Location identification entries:
>> start
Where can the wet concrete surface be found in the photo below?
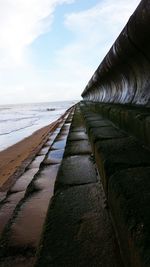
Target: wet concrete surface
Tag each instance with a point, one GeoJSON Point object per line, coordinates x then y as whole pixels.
{"type": "Point", "coordinates": [8, 207]}
{"type": "Point", "coordinates": [59, 144]}
{"type": "Point", "coordinates": [23, 209]}
{"type": "Point", "coordinates": [27, 227]}
{"type": "Point", "coordinates": [22, 183]}
{"type": "Point", "coordinates": [54, 156]}
{"type": "Point", "coordinates": [36, 162]}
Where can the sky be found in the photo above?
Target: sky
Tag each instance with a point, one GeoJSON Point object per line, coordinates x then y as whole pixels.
{"type": "Point", "coordinates": [49, 49]}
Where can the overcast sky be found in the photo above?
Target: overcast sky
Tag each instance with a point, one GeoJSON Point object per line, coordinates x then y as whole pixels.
{"type": "Point", "coordinates": [49, 49]}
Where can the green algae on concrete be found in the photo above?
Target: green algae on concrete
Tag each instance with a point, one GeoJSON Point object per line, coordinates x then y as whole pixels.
{"type": "Point", "coordinates": [116, 154]}
{"type": "Point", "coordinates": [76, 170]}
{"type": "Point", "coordinates": [129, 201]}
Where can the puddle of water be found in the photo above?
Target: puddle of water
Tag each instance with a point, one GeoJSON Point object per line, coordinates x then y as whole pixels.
{"type": "Point", "coordinates": [48, 144]}
{"type": "Point", "coordinates": [18, 262]}
{"type": "Point", "coordinates": [22, 183]}
{"type": "Point", "coordinates": [8, 208]}
{"type": "Point", "coordinates": [55, 156]}
{"type": "Point", "coordinates": [36, 162]}
{"type": "Point", "coordinates": [2, 196]}
{"type": "Point", "coordinates": [77, 136]}
{"type": "Point", "coordinates": [43, 151]}
{"type": "Point", "coordinates": [59, 144]}
{"type": "Point", "coordinates": [27, 228]}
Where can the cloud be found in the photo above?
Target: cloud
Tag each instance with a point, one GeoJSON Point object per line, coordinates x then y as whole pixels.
{"type": "Point", "coordinates": [92, 31]}
{"type": "Point", "coordinates": [22, 21]}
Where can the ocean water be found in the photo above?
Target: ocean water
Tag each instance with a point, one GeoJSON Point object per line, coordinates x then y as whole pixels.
{"type": "Point", "coordinates": [19, 121]}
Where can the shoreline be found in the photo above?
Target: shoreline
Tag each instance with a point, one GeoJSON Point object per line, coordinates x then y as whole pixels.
{"type": "Point", "coordinates": [15, 159]}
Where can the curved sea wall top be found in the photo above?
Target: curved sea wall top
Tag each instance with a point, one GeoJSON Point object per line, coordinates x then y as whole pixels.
{"type": "Point", "coordinates": [124, 74]}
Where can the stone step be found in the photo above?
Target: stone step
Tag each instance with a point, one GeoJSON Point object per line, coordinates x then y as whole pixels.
{"type": "Point", "coordinates": [124, 166]}
{"type": "Point", "coordinates": [23, 228]}
{"type": "Point", "coordinates": [78, 229]}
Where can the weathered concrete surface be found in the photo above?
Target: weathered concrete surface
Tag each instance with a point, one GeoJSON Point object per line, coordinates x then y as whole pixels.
{"type": "Point", "coordinates": [124, 74]}
{"type": "Point", "coordinates": [23, 209]}
{"type": "Point", "coordinates": [124, 166]}
{"type": "Point", "coordinates": [78, 229]}
{"type": "Point", "coordinates": [116, 154]}
{"type": "Point", "coordinates": [73, 171]}
{"type": "Point", "coordinates": [78, 148]}
{"type": "Point", "coordinates": [129, 198]}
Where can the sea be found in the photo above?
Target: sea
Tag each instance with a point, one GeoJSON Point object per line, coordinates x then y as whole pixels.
{"type": "Point", "coordinates": [19, 121]}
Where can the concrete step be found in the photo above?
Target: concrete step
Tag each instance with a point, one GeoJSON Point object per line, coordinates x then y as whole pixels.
{"type": "Point", "coordinates": [33, 190]}
{"type": "Point", "coordinates": [78, 230]}
{"type": "Point", "coordinates": [124, 166]}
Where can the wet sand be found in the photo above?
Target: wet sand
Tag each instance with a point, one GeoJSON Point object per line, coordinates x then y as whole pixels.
{"type": "Point", "coordinates": [15, 159]}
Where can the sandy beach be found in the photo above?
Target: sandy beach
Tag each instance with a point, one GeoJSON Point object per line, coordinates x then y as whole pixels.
{"type": "Point", "coordinates": [15, 159]}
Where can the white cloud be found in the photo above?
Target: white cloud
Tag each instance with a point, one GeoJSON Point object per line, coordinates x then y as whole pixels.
{"type": "Point", "coordinates": [93, 32]}
{"type": "Point", "coordinates": [21, 22]}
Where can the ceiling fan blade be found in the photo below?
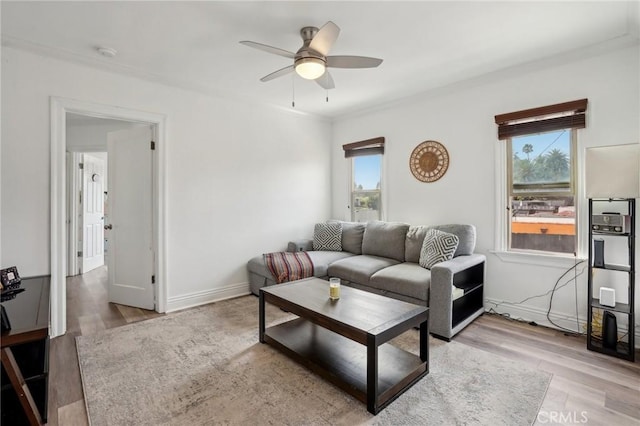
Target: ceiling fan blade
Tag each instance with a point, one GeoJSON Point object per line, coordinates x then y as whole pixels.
{"type": "Point", "coordinates": [352, 62]}
{"type": "Point", "coordinates": [324, 39]}
{"type": "Point", "coordinates": [269, 49]}
{"type": "Point", "coordinates": [276, 74]}
{"type": "Point", "coordinates": [326, 81]}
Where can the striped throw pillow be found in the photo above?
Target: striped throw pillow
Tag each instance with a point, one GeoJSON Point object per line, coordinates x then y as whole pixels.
{"type": "Point", "coordinates": [327, 236]}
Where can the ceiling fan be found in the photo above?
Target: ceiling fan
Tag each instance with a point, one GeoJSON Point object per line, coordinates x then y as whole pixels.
{"type": "Point", "coordinates": [311, 60]}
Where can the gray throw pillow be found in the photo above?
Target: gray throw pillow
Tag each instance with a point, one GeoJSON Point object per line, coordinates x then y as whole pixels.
{"type": "Point", "coordinates": [327, 236]}
{"type": "Point", "coordinates": [437, 247]}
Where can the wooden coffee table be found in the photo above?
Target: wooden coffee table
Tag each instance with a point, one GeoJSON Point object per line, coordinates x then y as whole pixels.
{"type": "Point", "coordinates": [345, 341]}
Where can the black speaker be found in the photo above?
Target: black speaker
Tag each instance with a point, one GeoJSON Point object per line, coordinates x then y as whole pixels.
{"type": "Point", "coordinates": [598, 253]}
{"type": "Point", "coordinates": [609, 330]}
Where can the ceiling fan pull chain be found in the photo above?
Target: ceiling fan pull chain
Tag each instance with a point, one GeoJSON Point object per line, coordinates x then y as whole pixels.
{"type": "Point", "coordinates": [293, 90]}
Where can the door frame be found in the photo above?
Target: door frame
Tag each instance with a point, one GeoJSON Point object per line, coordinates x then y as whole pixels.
{"type": "Point", "coordinates": [59, 109]}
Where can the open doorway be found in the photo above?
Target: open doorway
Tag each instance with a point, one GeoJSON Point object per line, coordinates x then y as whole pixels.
{"type": "Point", "coordinates": [130, 138]}
{"type": "Point", "coordinates": [88, 190]}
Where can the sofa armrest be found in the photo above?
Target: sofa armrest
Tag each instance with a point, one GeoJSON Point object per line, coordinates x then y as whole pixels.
{"type": "Point", "coordinates": [300, 245]}
{"type": "Point", "coordinates": [461, 271]}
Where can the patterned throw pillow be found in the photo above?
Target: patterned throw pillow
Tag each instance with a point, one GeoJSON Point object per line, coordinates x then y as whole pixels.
{"type": "Point", "coordinates": [327, 236]}
{"type": "Point", "coordinates": [437, 247]}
>> end
Carry over every line from the one containing "Where can the door" through the end of the material, both ends included, leaving each line as it stands except that 55 is added to every point coordinate in the answers.

Where can the door frame be found in the photo above?
Target: door frame
Tag each instance with a point, one GeoJSON Point object per line, coordinates x then y as whole pixels.
{"type": "Point", "coordinates": [114, 164]}
Where can the open doorway be found in the photo above?
Target: open doorway
Tag each instance with a point, one GeoJSON Point object per line, coordinates x then y as whole pixels.
{"type": "Point", "coordinates": [185, 193]}
{"type": "Point", "coordinates": [143, 245]}
Where can the sofa armrest be found in the photo above?
Target: sofa armrest
Tag each instance with a point, one GeoJSON Point object per line, coordinates x then y as whole pixels.
{"type": "Point", "coordinates": [355, 300]}
{"type": "Point", "coordinates": [516, 326]}
Where can the patterned throw pillow be found in the photo above?
Target: patterned throw pillow
Tag each instance with a point, one GeoJSON Point object per line, coordinates x then y as whole pixels.
{"type": "Point", "coordinates": [382, 291]}
{"type": "Point", "coordinates": [492, 302]}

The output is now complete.